:: SUPPLIED INFORMATION ::

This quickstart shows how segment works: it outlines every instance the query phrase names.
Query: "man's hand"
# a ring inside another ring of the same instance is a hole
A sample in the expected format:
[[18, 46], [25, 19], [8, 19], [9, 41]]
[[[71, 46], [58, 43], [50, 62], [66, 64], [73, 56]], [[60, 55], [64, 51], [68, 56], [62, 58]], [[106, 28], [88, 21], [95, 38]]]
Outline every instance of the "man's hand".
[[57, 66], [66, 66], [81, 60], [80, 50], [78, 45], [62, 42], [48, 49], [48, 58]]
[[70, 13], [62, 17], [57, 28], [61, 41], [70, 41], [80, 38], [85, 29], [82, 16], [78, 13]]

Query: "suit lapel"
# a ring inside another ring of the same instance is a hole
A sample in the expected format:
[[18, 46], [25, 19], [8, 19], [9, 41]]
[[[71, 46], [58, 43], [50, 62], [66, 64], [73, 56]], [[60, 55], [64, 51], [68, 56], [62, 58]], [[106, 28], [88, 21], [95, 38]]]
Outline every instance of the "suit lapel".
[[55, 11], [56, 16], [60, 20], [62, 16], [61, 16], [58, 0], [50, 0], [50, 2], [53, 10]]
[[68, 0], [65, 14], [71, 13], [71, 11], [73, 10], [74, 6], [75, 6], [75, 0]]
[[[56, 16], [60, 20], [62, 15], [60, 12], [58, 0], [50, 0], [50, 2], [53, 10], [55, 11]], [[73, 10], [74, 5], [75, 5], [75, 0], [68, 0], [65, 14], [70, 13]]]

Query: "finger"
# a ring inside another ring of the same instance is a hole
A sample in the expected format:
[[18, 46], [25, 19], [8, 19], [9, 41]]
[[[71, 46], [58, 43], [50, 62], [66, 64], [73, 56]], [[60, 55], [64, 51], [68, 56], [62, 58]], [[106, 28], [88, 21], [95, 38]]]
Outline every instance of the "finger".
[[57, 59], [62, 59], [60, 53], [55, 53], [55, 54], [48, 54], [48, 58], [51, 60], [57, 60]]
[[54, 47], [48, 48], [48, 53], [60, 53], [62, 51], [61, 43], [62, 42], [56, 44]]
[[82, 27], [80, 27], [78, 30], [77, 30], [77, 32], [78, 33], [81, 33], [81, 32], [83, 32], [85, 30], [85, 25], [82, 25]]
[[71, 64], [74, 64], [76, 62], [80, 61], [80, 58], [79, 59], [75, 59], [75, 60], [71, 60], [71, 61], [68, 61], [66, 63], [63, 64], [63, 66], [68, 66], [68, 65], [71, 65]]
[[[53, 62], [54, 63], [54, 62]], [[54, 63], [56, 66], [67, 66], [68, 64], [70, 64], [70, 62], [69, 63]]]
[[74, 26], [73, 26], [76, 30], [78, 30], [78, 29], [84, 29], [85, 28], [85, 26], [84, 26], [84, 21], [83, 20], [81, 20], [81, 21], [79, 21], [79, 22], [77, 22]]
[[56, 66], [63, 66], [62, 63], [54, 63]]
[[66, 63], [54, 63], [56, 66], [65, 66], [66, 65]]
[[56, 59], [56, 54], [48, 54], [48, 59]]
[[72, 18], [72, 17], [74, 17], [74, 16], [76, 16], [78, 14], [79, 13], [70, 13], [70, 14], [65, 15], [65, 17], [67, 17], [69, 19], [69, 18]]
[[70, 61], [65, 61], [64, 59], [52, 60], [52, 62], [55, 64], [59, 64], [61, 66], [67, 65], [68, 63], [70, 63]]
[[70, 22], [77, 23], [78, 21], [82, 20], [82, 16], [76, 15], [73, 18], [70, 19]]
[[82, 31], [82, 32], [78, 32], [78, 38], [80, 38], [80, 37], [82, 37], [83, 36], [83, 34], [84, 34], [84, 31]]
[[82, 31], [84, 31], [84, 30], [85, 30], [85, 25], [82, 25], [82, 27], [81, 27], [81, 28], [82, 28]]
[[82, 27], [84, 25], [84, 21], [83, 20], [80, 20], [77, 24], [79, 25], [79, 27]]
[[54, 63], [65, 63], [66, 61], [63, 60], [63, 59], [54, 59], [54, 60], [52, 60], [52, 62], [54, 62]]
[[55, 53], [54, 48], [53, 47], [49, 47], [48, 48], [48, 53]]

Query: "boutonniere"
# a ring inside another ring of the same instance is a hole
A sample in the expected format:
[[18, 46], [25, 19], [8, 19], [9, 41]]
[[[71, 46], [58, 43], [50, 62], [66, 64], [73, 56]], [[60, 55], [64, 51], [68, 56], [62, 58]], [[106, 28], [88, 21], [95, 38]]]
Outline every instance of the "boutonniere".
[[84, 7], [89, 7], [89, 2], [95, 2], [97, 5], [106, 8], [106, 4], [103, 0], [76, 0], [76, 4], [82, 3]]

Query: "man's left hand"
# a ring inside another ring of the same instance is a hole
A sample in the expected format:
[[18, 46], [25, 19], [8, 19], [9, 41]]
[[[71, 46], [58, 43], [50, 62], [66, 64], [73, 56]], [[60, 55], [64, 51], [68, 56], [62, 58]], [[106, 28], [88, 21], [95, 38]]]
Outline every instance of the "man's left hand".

:::

**PROBLEM STATEMENT**
The full material above needs to be returned unaltered.

**ANSWER SPACE**
This quickstart shows how segment works: it outlines every instance the query phrase names.
Query: "man's hand"
# a ring inside another ring of the same instance is a hole
A sample in the expected format:
[[18, 46], [25, 19], [8, 19], [9, 41]]
[[[71, 46], [58, 43], [50, 62], [66, 64], [73, 56]], [[60, 55], [64, 51], [68, 56], [62, 58]], [[106, 28], [88, 21], [95, 38]]]
Outline every instance of the "man's hand".
[[57, 66], [66, 66], [81, 60], [80, 50], [78, 45], [62, 42], [48, 49], [48, 58]]
[[70, 13], [62, 17], [57, 28], [61, 41], [70, 41], [80, 38], [85, 29], [82, 16], [78, 13]]

Query: "suit lapel"
# a ring inside another ring of the same instance is a hole
A sample in the expected format:
[[18, 46], [25, 19], [8, 19], [9, 41]]
[[[71, 46], [58, 43], [50, 62], [66, 64], [73, 56]], [[60, 55], [64, 51], [68, 56], [62, 58]], [[106, 28], [88, 21], [95, 38]]]
Outline every instance of the "suit lapel".
[[55, 11], [56, 16], [60, 20], [62, 16], [61, 16], [58, 0], [50, 0], [50, 2], [53, 10]]
[[68, 0], [65, 14], [71, 13], [71, 11], [73, 10], [74, 6], [75, 6], [75, 0]]
[[[56, 16], [60, 20], [62, 15], [60, 12], [58, 0], [50, 0], [50, 2], [53, 10], [55, 11]], [[73, 10], [74, 5], [75, 5], [75, 0], [68, 0], [65, 14], [70, 13]]]

Query: "finger"
# a ring inside another ring of the same instance is a hole
A sample in the expected format:
[[18, 46], [25, 19], [8, 19], [9, 41]]
[[[71, 46], [58, 43], [50, 62], [66, 64], [73, 56]], [[60, 55], [64, 51], [68, 56], [62, 58]], [[106, 28], [88, 21], [95, 38]]]
Outline every instance of the "finger".
[[57, 59], [62, 59], [60, 53], [55, 53], [55, 54], [48, 54], [48, 58], [51, 60], [57, 60]]
[[54, 47], [48, 48], [48, 53], [60, 53], [62, 51], [61, 43], [62, 42], [56, 44]]
[[82, 27], [80, 27], [78, 30], [77, 30], [77, 32], [78, 33], [81, 33], [81, 32], [83, 32], [85, 30], [85, 25], [82, 25]]
[[71, 64], [74, 64], [76, 62], [80, 61], [80, 58], [79, 59], [75, 59], [75, 60], [71, 60], [71, 61], [68, 61], [66, 63], [63, 64], [63, 66], [68, 66], [68, 65], [71, 65]]
[[[53, 62], [54, 63], [54, 62]], [[54, 63], [56, 66], [67, 66], [68, 64], [70, 64], [70, 62], [69, 63]]]
[[74, 26], [73, 26], [76, 30], [78, 30], [78, 29], [84, 29], [85, 28], [85, 26], [84, 26], [84, 21], [83, 20], [81, 20], [81, 21], [79, 21], [79, 22], [77, 22]]
[[56, 66], [63, 66], [62, 63], [54, 63]]
[[66, 63], [54, 63], [56, 66], [65, 66], [66, 65]]
[[56, 59], [56, 54], [48, 54], [48, 59]]
[[72, 18], [72, 17], [74, 17], [74, 16], [76, 16], [78, 14], [79, 13], [70, 13], [70, 14], [65, 15], [65, 17], [67, 17], [69, 19], [69, 18]]
[[70, 61], [65, 61], [64, 59], [52, 60], [52, 62], [55, 64], [59, 64], [61, 66], [67, 65], [68, 63], [70, 63]]
[[70, 22], [77, 23], [78, 21], [82, 20], [82, 16], [76, 15], [73, 18], [70, 19]]
[[82, 31], [82, 32], [78, 32], [78, 38], [80, 38], [80, 37], [82, 37], [83, 36], [83, 34], [84, 34], [84, 31]]
[[82, 31], [84, 31], [84, 30], [85, 30], [85, 25], [82, 25], [82, 27], [81, 27], [81, 28], [82, 28]]
[[82, 27], [84, 25], [84, 21], [83, 20], [80, 20], [77, 24], [79, 25], [79, 27]]
[[54, 63], [65, 63], [66, 61], [63, 60], [63, 59], [54, 59], [54, 60], [52, 60], [52, 62], [54, 62]]
[[55, 53], [54, 48], [53, 47], [49, 47], [48, 48], [48, 53]]

Query: "boutonniere"
# a ring inside another ring of the same instance is a hole
A sample in the expected format:
[[18, 46], [25, 19], [8, 19], [9, 41]]
[[[71, 46], [58, 43], [50, 62], [66, 64], [73, 56]], [[60, 55], [64, 51], [68, 56], [62, 58]], [[106, 28], [88, 21], [95, 38]]]
Outline every instance of the "boutonniere".
[[84, 7], [89, 7], [89, 2], [95, 2], [97, 5], [106, 8], [106, 4], [103, 0], [76, 0], [76, 4], [82, 3]]

Query: "man's left hand"
# a ring inside another ring of the same instance is a hole
A sample in the expected format:
[[18, 46], [25, 19], [8, 19], [9, 41]]
[[[71, 46], [58, 43], [50, 62], [66, 64], [73, 56]], [[60, 55], [64, 51], [68, 56], [62, 58]], [[106, 28], [88, 21], [95, 38]]]
Outline every instance of the "man's left hand".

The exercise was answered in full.